Saved data entries
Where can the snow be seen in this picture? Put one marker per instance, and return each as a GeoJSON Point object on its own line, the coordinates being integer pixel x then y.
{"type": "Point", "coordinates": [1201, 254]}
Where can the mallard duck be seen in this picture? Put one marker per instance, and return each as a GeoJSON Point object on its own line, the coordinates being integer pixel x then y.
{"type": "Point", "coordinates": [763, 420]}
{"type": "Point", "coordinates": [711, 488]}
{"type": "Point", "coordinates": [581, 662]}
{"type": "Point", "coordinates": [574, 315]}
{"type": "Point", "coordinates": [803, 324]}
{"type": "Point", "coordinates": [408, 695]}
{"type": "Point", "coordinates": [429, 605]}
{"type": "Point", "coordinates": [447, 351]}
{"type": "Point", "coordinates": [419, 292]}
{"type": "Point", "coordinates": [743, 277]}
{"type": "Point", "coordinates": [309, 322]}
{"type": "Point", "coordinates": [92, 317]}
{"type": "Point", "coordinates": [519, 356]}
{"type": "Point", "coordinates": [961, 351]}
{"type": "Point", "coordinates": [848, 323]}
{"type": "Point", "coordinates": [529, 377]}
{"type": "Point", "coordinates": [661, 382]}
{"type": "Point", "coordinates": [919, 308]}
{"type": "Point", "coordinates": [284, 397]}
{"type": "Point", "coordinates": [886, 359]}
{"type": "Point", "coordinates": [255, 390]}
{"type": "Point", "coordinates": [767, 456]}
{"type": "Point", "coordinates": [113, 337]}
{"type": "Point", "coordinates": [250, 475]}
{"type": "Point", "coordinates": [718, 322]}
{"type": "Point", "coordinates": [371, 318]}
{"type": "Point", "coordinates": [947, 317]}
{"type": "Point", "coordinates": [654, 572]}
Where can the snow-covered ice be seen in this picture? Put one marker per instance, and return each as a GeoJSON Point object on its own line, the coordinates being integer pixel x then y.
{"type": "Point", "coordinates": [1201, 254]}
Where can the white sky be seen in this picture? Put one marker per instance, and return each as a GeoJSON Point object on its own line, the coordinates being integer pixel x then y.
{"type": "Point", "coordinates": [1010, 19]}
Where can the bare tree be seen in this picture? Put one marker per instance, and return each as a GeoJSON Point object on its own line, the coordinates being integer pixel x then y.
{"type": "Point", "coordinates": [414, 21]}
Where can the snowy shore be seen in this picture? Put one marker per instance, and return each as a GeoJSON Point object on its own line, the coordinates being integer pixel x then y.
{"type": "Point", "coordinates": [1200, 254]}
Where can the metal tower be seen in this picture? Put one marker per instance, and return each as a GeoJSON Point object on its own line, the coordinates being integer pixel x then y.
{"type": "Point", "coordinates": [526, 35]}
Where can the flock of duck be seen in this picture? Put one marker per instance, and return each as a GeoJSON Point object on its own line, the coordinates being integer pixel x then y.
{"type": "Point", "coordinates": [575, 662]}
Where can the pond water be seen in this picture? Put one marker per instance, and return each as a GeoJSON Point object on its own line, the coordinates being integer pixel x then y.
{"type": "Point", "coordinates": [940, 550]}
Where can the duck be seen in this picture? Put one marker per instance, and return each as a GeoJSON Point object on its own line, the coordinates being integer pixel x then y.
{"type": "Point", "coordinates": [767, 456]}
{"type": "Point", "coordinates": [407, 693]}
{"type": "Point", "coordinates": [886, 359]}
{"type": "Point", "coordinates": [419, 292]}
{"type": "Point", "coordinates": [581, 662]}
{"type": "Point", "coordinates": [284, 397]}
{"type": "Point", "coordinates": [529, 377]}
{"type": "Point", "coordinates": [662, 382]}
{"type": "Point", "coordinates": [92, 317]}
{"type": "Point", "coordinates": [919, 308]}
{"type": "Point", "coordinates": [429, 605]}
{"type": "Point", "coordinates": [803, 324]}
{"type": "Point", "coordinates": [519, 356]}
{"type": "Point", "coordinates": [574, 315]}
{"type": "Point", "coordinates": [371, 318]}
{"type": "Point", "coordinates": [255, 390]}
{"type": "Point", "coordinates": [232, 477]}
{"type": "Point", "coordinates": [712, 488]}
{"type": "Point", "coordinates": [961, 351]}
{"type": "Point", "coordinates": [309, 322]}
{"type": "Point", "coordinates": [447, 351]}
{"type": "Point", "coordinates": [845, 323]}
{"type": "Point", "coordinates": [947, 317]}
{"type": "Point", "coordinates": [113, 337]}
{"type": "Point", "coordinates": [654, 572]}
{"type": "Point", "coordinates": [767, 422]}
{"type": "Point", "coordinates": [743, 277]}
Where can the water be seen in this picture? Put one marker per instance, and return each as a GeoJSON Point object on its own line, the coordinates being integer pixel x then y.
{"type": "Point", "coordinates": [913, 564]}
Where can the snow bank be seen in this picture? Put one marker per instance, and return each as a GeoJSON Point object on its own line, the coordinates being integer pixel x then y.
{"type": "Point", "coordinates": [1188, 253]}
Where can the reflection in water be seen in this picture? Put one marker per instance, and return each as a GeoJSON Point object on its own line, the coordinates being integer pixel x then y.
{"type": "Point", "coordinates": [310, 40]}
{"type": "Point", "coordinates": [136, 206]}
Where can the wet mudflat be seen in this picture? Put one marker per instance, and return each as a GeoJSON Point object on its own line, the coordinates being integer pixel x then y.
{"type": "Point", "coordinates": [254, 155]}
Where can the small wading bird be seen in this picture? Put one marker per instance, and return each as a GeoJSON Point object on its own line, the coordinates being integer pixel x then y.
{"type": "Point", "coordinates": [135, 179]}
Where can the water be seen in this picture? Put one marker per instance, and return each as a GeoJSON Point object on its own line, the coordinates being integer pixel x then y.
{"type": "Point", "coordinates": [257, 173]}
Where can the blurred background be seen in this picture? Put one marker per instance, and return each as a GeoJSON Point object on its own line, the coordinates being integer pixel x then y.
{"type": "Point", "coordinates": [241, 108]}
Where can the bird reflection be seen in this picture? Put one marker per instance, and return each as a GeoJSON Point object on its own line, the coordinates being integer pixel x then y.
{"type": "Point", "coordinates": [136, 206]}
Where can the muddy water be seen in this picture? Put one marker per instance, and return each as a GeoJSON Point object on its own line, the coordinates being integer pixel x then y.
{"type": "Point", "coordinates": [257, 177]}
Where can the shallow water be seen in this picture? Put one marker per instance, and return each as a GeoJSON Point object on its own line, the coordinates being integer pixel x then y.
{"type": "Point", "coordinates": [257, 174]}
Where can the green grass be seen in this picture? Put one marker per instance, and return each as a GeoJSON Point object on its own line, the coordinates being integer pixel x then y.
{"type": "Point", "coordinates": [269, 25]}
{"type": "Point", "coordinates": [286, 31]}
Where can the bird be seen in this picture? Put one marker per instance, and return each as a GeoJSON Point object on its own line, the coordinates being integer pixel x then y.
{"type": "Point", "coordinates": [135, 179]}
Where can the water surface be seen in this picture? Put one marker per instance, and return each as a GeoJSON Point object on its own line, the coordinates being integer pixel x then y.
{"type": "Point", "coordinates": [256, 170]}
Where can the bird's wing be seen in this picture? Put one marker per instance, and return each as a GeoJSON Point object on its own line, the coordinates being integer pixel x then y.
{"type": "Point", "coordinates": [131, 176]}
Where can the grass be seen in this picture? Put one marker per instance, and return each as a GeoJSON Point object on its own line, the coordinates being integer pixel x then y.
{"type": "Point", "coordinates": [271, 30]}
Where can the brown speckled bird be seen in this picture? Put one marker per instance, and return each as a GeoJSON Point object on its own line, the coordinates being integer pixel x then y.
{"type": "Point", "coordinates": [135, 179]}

• _DIRECTIONS_
Print each line above exactly as it stands.

• _RESPONSE_
Where can the snow be seen in this picture? Put one marker per instance, and return each as a GeoJSON Point object on its own line, the coordinates being integer pixel x then y.
{"type": "Point", "coordinates": [1201, 254]}
Where can the mallard duck be seen in this picture? Put one marker per instance, and return each as a GeoJSON Point object on its own line, the coordinates being integer pixel x then y.
{"type": "Point", "coordinates": [763, 420]}
{"type": "Point", "coordinates": [711, 488]}
{"type": "Point", "coordinates": [581, 662]}
{"type": "Point", "coordinates": [574, 315]}
{"type": "Point", "coordinates": [803, 324]}
{"type": "Point", "coordinates": [408, 695]}
{"type": "Point", "coordinates": [429, 605]}
{"type": "Point", "coordinates": [447, 351]}
{"type": "Point", "coordinates": [419, 292]}
{"type": "Point", "coordinates": [743, 277]}
{"type": "Point", "coordinates": [309, 322]}
{"type": "Point", "coordinates": [92, 317]}
{"type": "Point", "coordinates": [519, 356]}
{"type": "Point", "coordinates": [961, 351]}
{"type": "Point", "coordinates": [848, 323]}
{"type": "Point", "coordinates": [529, 377]}
{"type": "Point", "coordinates": [661, 382]}
{"type": "Point", "coordinates": [919, 308]}
{"type": "Point", "coordinates": [284, 397]}
{"type": "Point", "coordinates": [886, 359]}
{"type": "Point", "coordinates": [255, 390]}
{"type": "Point", "coordinates": [767, 456]}
{"type": "Point", "coordinates": [113, 337]}
{"type": "Point", "coordinates": [250, 475]}
{"type": "Point", "coordinates": [718, 322]}
{"type": "Point", "coordinates": [371, 318]}
{"type": "Point", "coordinates": [947, 317]}
{"type": "Point", "coordinates": [654, 572]}
Where can the snow-covered ice be seen in this picture? Put one marker per instance, and return each as a GeoJSON Point object on its own line, the coordinates being integer pixel x then y.
{"type": "Point", "coordinates": [1201, 254]}
Where can the white sky be seen in this picture? Put one marker per instance, and return each as a GeoJSON Point object on its own line, the coordinates being integer pixel x then y.
{"type": "Point", "coordinates": [1010, 19]}
Where can the bare tree be seen in this picture? Put one marker per instance, and return each as a GeoJSON Point object on its own line, the coordinates being integer pixel x then y.
{"type": "Point", "coordinates": [414, 21]}
Where can the snowy shore be seen in this picture? Put one marker per instance, and return each as a GeoJSON Point object on its own line, the coordinates being integer pixel x then y.
{"type": "Point", "coordinates": [1200, 254]}
Where can the metal tower be seen in this picture? Put one marker per instance, and return each as a GeoJSON Point object on its own line, the coordinates being integer pixel x then y.
{"type": "Point", "coordinates": [526, 35]}
Where can the flock of duck be seen in this picture? Put one marker per instance, and return each as a GeoJSON Point object on its own line, the coordinates being integer pixel x then y.
{"type": "Point", "coordinates": [575, 662]}
Where can the pond water be seen in this picture? Put one marker per instance, and return each as a GeoJSON Point object on its own line, the coordinates being integer pixel x then y.
{"type": "Point", "coordinates": [940, 550]}
Where can the duck be seen in this picture? Put one marker per instance, and return each as a GeoJSON Point object on its own line, the coordinates being integer pixel x then y.
{"type": "Point", "coordinates": [767, 456]}
{"type": "Point", "coordinates": [407, 693]}
{"type": "Point", "coordinates": [886, 359]}
{"type": "Point", "coordinates": [419, 292]}
{"type": "Point", "coordinates": [581, 662]}
{"type": "Point", "coordinates": [284, 397]}
{"type": "Point", "coordinates": [529, 377]}
{"type": "Point", "coordinates": [662, 382]}
{"type": "Point", "coordinates": [92, 317]}
{"type": "Point", "coordinates": [919, 308]}
{"type": "Point", "coordinates": [429, 605]}
{"type": "Point", "coordinates": [803, 324]}
{"type": "Point", "coordinates": [519, 356]}
{"type": "Point", "coordinates": [574, 315]}
{"type": "Point", "coordinates": [371, 318]}
{"type": "Point", "coordinates": [255, 390]}
{"type": "Point", "coordinates": [232, 477]}
{"type": "Point", "coordinates": [712, 488]}
{"type": "Point", "coordinates": [961, 351]}
{"type": "Point", "coordinates": [309, 322]}
{"type": "Point", "coordinates": [447, 351]}
{"type": "Point", "coordinates": [845, 323]}
{"type": "Point", "coordinates": [947, 317]}
{"type": "Point", "coordinates": [113, 337]}
{"type": "Point", "coordinates": [654, 572]}
{"type": "Point", "coordinates": [767, 422]}
{"type": "Point", "coordinates": [743, 277]}
Where can the water be seen in this picture? Put one marker per instance, and return each as a GeoJSON Point object on its own line, the coordinates being integer pixel x then y.
{"type": "Point", "coordinates": [913, 564]}
Where can the snow bank be seen in this picture? Put one marker per instance, and return each as a GeoJSON Point object on its own line, the coordinates being integer pixel x then y.
{"type": "Point", "coordinates": [1188, 253]}
Where can the reflection in water be seen in this picture? Put one marker per instance, and return each as a GeoJSON Point object on its own line, the coordinates being integer pixel x then y.
{"type": "Point", "coordinates": [310, 40]}
{"type": "Point", "coordinates": [136, 206]}
Where can the wet mudflat be seen in this picture? Put one marker per instance, and return each as a GeoJSON Point object on its own line, the coordinates being integer pixel x then y.
{"type": "Point", "coordinates": [254, 155]}
Where can the small wading bird be seen in this picture? Put one marker per instance, and return each as a GeoJSON Point object on its own line, the coordinates being integer pixel x then y.
{"type": "Point", "coordinates": [135, 179]}
Where can the water be seen in this picture? Put one marker per instance, and return each as a GeoJSON Point object on its own line, the coordinates being integer pixel x then y.
{"type": "Point", "coordinates": [257, 173]}
Where can the blurred background be seen in this picture? Put one marker per instance, and return each as a GeoJSON Point object on its own line, the coordinates being integer pixel x then y.
{"type": "Point", "coordinates": [241, 108]}
Where can the bird reflection be seen in this picture? Put one marker per instance, and return each as a GeoJSON Point object on its own line, the coordinates being integer pixel x then y.
{"type": "Point", "coordinates": [136, 206]}
Where can the muddy water be seen in this picture? Put one marker per instance, and return each as a GeoJSON Point object on its own line, the coordinates being integer pixel x then y.
{"type": "Point", "coordinates": [257, 177]}
Where can the shallow water be seen in this picture? Put one marker per instance, and return each as a GeoJSON Point object on its own line, the coordinates being integer pixel x then y.
{"type": "Point", "coordinates": [257, 174]}
Where can the green grass be seen in this picture? Put one marker per instance, and return each as a GeoJSON Point object on its own line, the coordinates being integer pixel x then y.
{"type": "Point", "coordinates": [269, 25]}
{"type": "Point", "coordinates": [286, 31]}
Where can the bird be seen in this picture? Put one marker per instance, and return each as a GeoJSON Point object on its own line, the coordinates being integer pixel x then y.
{"type": "Point", "coordinates": [135, 179]}
Where can the water surface be seen in this picture? Put one marker per instance, and return each as a GeoJSON Point object on its own line, the coordinates being integer pixel x then y.
{"type": "Point", "coordinates": [256, 170]}
Where can the bird's wing be seen in this picture? Put one marker per instance, and return each as a GeoJSON Point object on its own line, the coordinates being integer pixel x then y.
{"type": "Point", "coordinates": [131, 176]}
Where can the grass be seen in this picture? Put one marker per instance, and return each as a GeoJSON Point object on its own line, the coordinates being integer pixel x then y.
{"type": "Point", "coordinates": [271, 30]}
Where can the brown speckled bird be seen in this picture? Put one marker per instance, and return each as a GeoJSON Point object on its own line, the coordinates being integer pixel x then y.
{"type": "Point", "coordinates": [135, 179]}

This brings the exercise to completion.